文/袁媛
老爸曾经是我们城市里的明星,在那个电影不发达、电视几乎没有的年代。他是平凉地区文工团的演员,跳过芭蕾,唱过歌剧,演过话剧,这些他都是以第一男主角出场,他还会说快板,最早出道时他在马戏团玩空中飞人。
贡献一个他的个性故事。
文化大革命后期的一个深秋,具体在哪一年,只有故事的主人公能提供的。
父亲自己讲那是一个傍晚,天麻麻黑,二十五六岁的父亲蹲完旱厕发觉自己没有手纸,抬头看见远处的墙角有手掌大的一块纸,半提着裤子扭动着双腿走过去拾了起来。还干干净净折叠得四四方方,看来老天不想让父亲大人如此出丑,他打开准备启用时发觉不大对头,白底红头,下面还盖着一个章子,原来是一张空白的介绍信,大串联刚回来的父亲深知介绍信的厉害,走哪能住能吃热情接待凭的就这东西。
不假思索,顺着刚才的折印,这张没用过的介绍信被收了装进口袋。父亲裤子一提若无其事地出了厕所。

你的任务 ▸
a) 在这篇写老爸的文章里,老爸最早出道时在马戏团表演什么?
b) 接着这篇写老爸的文章往下写,从最后一句后面开始。

列表内容 ▸
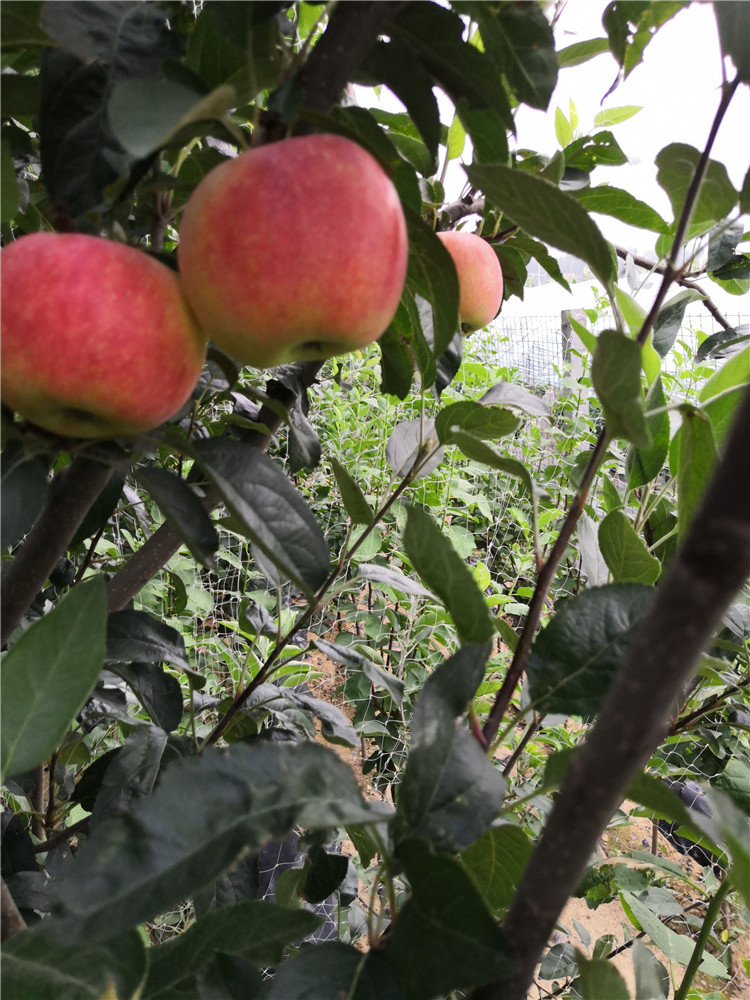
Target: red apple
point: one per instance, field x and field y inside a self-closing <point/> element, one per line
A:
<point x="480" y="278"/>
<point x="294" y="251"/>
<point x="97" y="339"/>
...
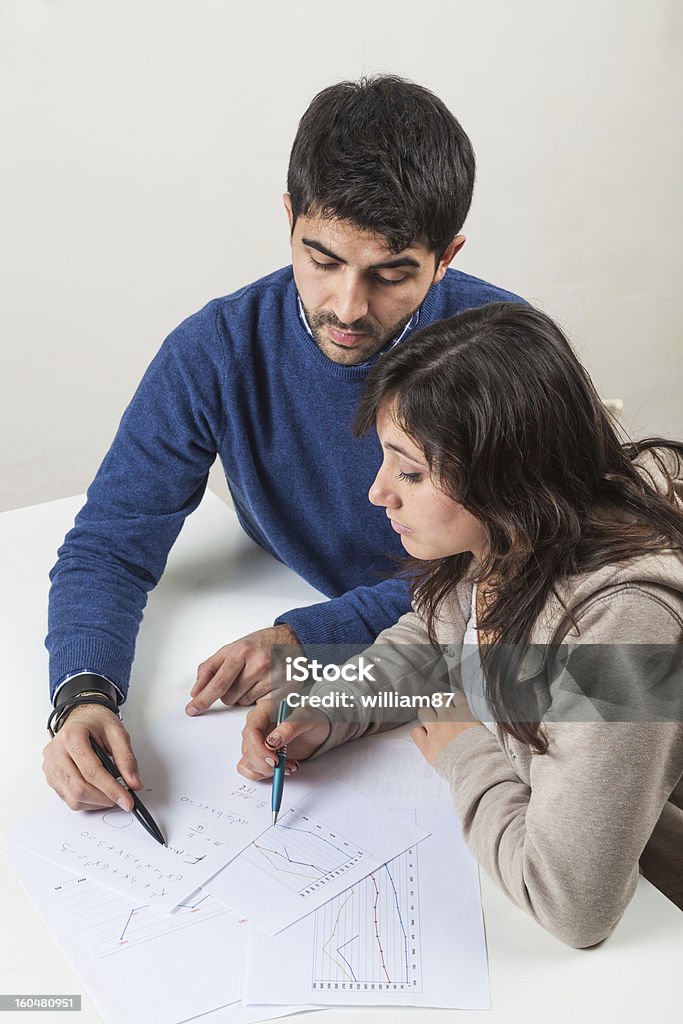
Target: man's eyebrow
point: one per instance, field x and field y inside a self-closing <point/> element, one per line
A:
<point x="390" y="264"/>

参考答案 ▸
a) 他在马戏团玩空中飞人。

b)
一个多月后的傍晚,从县上跑到平凉来串联的哥们进了屋子,他们可是步行同去延安的兄弟,哥俩在炉子边喝茶吃烤馍,有一句没一句地说形式说传闻,说着说着那哥们就没话了,憋了半天说要父亲想办法帮他。
相好串联时怀孕了,平凉就这么大个地方,哪敢去医院啊,现在又说串联要停止,各回各自的地方。这种环境里,传出去这事情,两人还咋活人啊!
咋办咋办?
哥们的事就是自己的事,这是老爸历来的生活观点。
想啊想啊,大部分人都在自保,还有谁能出手相助?
忽然,老爸开了门冲了出去。
砸开了已经躺在床上看书的黎姓大学生的门,老爸以命令的口气叫他赶快起床穿衣,文弱秀才浑身震颤,以为自己又做错说错了什么,今晚就别想安睡。
老黎,你先向毛主席保证,今晚的事就我们三个知道,你不能告诉任何人。
大哥,我啥事不知道咋给毛主席保证?
少废话,保证过就知道了。父亲的匪气在单位可是出了名。
前几天,老爸就带着这个人,从井里捞上自杀的北京京胡师,找了个装红缨枪的道具箱装上死人拉架子车到郑家沟埋了的。
拉他来家,老爸掀了被子在床板上找到了那张空白介绍信。
麻烦你给开张结婚介绍信,让他们去领结婚证。
那俩人的眼睛都亮了。
结婚回县城啥事都没有了啊。
结婚证开了就能回去睡安生,今晚不开,可能是走不了的。原来如此的事还把自己吓个半死。
给秀才倒茶让烟,又让秀才吃了炉子上最后的一个烤得金黄的馍馍。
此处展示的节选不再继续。